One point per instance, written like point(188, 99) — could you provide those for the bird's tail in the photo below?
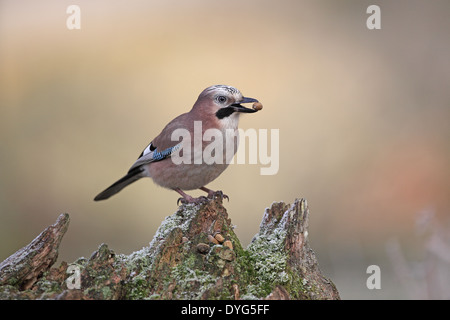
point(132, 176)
==
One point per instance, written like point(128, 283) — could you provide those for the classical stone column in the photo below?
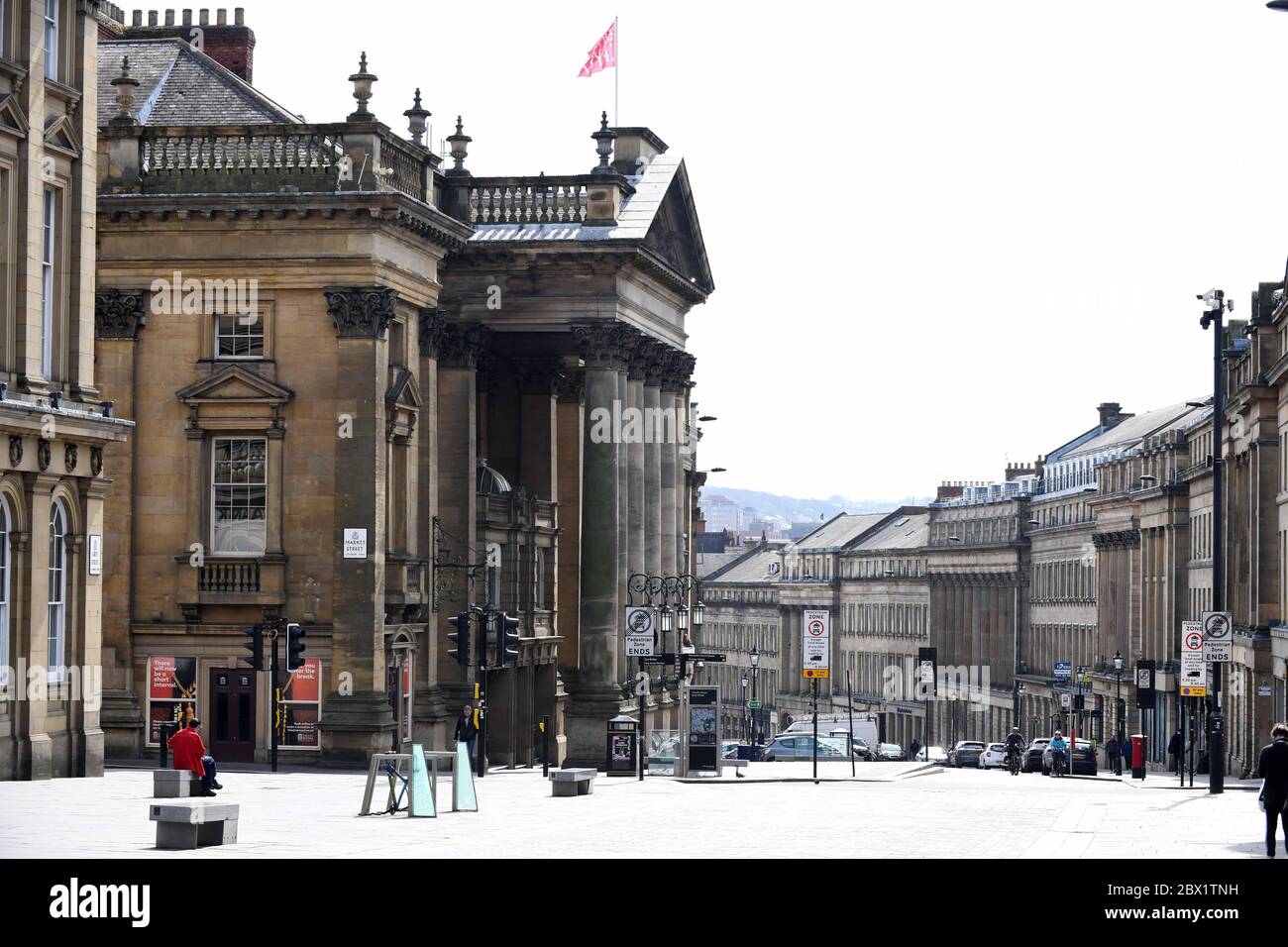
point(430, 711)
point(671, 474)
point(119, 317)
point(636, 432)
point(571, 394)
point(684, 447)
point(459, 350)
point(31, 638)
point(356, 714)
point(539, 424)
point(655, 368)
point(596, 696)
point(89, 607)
...
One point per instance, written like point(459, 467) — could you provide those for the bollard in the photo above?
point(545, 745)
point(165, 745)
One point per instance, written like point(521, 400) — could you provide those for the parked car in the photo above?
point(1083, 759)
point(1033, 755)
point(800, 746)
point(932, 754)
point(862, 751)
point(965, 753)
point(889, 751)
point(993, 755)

* **TASK BRIEF**: From the material above, copy out every line that contains the string "below". Matches are case-sensitive.

* **SOLUTION FOR THIS PROBLEM**:
One point per instance, written like point(188, 99) — could you provide those for the bird's tail in the photo below?
One point per instance, written like point(128, 283) — could you provide those for the classical stone column in the photo below?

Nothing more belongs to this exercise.